* _Exercise instructions_: Every line with the word "shirt" in it should be extracted from the data that follows.
*** Block opens ***
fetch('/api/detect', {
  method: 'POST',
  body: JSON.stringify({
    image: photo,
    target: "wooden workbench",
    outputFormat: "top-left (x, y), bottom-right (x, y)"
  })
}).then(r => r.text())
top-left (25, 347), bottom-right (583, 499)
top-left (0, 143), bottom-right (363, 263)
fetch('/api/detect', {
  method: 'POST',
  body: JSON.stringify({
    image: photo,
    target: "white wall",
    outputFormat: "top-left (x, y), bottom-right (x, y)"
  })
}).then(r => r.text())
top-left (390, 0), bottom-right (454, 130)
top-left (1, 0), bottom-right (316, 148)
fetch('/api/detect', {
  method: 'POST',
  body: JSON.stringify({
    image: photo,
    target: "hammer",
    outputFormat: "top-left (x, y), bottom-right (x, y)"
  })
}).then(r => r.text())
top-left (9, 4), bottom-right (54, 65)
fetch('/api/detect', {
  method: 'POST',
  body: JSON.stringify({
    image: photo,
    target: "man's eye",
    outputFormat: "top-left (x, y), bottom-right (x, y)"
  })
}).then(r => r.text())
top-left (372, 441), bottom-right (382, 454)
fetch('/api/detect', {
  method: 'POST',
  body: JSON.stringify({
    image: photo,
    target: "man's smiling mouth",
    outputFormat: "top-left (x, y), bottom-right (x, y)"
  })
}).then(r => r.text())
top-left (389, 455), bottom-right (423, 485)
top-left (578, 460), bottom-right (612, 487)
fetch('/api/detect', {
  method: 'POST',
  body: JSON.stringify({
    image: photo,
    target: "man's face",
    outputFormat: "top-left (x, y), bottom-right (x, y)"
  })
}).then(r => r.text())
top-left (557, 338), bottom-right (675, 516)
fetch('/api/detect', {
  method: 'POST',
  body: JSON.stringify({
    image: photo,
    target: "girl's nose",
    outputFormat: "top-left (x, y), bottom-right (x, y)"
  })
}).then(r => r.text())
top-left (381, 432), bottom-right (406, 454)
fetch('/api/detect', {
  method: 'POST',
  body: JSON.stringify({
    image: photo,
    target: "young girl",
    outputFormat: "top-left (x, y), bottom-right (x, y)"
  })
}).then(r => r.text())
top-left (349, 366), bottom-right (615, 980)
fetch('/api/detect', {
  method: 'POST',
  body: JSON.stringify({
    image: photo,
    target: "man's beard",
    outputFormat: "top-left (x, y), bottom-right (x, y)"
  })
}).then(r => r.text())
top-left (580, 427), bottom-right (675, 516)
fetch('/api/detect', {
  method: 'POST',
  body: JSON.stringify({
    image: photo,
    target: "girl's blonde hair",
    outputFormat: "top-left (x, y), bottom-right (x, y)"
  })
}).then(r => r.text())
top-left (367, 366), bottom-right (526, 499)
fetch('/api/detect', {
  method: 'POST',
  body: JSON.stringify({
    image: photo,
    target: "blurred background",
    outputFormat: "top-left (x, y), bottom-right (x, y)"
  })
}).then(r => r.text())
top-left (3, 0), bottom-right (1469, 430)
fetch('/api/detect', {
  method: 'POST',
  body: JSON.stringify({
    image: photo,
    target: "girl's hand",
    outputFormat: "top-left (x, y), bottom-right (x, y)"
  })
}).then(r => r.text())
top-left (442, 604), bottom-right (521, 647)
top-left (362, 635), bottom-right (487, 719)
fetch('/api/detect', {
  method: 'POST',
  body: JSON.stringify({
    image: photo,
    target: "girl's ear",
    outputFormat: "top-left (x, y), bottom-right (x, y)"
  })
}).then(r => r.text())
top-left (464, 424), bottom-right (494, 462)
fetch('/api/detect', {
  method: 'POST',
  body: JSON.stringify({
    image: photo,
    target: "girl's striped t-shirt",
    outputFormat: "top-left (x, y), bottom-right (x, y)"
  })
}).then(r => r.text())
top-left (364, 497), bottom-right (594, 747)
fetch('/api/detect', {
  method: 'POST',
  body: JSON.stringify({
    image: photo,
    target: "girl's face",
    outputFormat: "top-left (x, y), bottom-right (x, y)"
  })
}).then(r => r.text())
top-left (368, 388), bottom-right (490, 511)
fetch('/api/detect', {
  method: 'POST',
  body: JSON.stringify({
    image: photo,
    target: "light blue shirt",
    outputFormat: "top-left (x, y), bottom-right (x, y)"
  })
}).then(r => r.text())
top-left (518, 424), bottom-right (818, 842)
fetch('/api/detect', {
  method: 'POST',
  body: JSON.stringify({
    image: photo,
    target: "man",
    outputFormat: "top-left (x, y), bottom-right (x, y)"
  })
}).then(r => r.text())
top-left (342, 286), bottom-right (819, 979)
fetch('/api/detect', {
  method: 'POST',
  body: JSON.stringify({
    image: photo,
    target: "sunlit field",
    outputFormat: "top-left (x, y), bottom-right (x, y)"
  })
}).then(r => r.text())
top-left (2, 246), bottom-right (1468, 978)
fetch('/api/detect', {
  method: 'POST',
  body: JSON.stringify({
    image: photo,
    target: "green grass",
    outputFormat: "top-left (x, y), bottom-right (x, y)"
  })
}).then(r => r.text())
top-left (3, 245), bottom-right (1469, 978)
*** Block closes ***
* _Result of the exercise_:
    target: "girl's striped t-shirt",
    target: "light blue shirt",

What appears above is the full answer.